:: Exercise data ::
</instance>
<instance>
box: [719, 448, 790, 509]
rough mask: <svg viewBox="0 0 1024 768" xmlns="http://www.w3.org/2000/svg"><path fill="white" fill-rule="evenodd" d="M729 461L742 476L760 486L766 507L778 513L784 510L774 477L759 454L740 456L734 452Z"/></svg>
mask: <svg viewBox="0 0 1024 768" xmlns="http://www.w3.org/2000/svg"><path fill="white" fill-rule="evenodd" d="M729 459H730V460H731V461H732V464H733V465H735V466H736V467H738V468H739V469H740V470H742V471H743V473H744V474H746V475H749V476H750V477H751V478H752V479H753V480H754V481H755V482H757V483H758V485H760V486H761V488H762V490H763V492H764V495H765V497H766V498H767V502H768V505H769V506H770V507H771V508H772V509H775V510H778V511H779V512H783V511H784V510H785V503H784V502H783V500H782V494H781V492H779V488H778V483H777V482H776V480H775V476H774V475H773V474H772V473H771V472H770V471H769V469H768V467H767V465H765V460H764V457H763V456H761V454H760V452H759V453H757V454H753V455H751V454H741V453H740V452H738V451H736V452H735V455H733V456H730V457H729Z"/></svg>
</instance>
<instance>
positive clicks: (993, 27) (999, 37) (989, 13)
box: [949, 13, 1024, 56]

:: What you should do ::
Copy the listing from its first line through the line containing "rough mask: <svg", substituting "coarse" for "rough" and changing nothing else.

:: Result ::
</instance>
<instance>
box: [719, 448, 790, 509]
coarse mask: <svg viewBox="0 0 1024 768" xmlns="http://www.w3.org/2000/svg"><path fill="white" fill-rule="evenodd" d="M729 461L742 476L760 486L766 507L778 513L784 510L774 477L759 454L740 456L734 452Z"/></svg>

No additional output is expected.